> **EXERCISE REQUIREMENTS**:
Switch "Label a point" to "Mark a point" throughout the lines below, leaving everything else untouched.

> **INPUT RECORDS**:
━━━━━━━━━━━━━━━━━━━━

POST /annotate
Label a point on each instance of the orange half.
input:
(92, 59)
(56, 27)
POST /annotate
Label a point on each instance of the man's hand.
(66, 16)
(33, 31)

━━━━━━━━━━━━━━━━━━━━

> **EXERCISE RESPONSE**:
POST /annotate
Mark a point on each instance of the orange half.
input:
(92, 59)
(56, 27)
POST /annotate
Mark a point on each instance of the man's hand.
(66, 16)
(33, 31)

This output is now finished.